--- TRY IT ---
Find the line containing "apple, as integer pixel positions.", then return it and every line after it through the end of the records, exactly. Leave out pictures.

--- START ---

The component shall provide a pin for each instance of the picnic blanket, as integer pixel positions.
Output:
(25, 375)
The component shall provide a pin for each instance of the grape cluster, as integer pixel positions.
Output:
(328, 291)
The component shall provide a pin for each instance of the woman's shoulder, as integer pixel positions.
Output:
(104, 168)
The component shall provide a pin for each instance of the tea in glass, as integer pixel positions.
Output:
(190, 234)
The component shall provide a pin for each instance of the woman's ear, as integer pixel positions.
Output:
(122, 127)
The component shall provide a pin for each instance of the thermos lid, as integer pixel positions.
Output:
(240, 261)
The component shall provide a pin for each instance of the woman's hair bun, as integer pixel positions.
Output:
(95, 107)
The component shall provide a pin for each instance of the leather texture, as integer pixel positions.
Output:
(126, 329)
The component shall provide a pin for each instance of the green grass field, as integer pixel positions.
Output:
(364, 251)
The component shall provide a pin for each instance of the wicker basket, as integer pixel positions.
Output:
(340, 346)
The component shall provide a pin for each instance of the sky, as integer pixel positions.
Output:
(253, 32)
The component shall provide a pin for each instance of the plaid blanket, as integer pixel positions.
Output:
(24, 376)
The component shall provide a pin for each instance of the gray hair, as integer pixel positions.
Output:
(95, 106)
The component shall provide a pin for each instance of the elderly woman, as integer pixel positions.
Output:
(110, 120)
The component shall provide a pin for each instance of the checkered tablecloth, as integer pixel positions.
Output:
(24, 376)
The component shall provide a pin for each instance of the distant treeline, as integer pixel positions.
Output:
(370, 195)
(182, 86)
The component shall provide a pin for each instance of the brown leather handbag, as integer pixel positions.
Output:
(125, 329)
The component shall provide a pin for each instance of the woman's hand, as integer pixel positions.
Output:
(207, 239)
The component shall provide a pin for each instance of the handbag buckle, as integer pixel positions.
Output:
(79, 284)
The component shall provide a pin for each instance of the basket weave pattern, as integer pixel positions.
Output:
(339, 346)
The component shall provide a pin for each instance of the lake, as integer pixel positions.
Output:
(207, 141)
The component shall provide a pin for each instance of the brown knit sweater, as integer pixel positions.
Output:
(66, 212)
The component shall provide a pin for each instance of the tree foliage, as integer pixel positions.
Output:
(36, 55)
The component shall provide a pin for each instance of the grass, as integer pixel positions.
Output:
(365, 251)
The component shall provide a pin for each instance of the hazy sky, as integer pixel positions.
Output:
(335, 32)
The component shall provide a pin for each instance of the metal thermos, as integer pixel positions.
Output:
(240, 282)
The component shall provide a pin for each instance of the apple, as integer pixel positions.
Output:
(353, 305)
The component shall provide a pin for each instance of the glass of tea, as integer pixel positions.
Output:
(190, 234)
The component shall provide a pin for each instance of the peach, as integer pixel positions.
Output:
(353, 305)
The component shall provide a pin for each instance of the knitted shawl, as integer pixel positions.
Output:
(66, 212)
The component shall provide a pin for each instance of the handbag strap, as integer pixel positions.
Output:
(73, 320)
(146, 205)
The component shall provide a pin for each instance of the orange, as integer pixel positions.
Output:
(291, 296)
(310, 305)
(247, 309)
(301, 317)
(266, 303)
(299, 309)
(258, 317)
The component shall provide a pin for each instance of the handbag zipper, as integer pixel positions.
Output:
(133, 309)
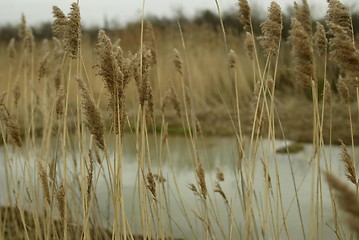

--- END ---

--- YOUR SOLUTION ---
The component shall provide a pin for each instance of the apple, as integer pixel positions.
Output:
(353, 305)
The component shall provide a pin for each instance of the glass of tea, as integer pixel positions.
Output:
(190, 234)
The component shall provide a pin for each instance of the peach, as integer pixel positions.
Output:
(353, 305)
The component shall provide a pin for each instance of the knitted shawl, as integer pixel positions.
Output:
(66, 212)
The component shall provide a pin for each instance of the handbag strap, as integer pixel positions.
Output:
(73, 320)
(146, 205)
The component shall provide a pin for each instance of the orange, as integer pixel positions.
Output:
(291, 296)
(310, 305)
(247, 309)
(301, 317)
(266, 303)
(299, 309)
(258, 317)
The component shall provide a pin for each instance of the handbag zipper, as integer pixel positions.
Output:
(133, 309)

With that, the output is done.